## AIM
Rewrite the records from the line containing "Can you see the black" through the end of the records, replacing "striped" with "banded" and leaving everything else unchanged.

## DATASET ENTRIES
[start]

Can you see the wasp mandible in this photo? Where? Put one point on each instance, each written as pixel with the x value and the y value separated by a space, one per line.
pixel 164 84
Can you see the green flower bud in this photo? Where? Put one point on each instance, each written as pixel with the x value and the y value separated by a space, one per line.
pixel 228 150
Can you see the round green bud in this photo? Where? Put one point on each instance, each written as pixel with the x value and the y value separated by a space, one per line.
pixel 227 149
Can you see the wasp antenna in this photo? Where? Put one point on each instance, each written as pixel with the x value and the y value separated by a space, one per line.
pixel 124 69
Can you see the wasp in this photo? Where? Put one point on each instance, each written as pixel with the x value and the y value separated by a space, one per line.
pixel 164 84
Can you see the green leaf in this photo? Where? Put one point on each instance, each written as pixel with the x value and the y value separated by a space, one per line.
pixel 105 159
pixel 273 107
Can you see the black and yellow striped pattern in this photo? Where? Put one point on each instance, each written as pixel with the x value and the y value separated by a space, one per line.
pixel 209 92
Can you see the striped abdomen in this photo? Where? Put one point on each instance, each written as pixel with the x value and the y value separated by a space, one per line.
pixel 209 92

[end]

## TASK SOLUTION
Can you see the black and yellow banded pattern in this photo? Where? Put one point on each instance, each written as pixel with the x value and the y value separated by a space, one per line.
pixel 209 92
Can you see the banded abdomen in this photo? Where? Put one point on each instance, each written as pixel with the x value and the y value separated by a space, one per line.
pixel 209 92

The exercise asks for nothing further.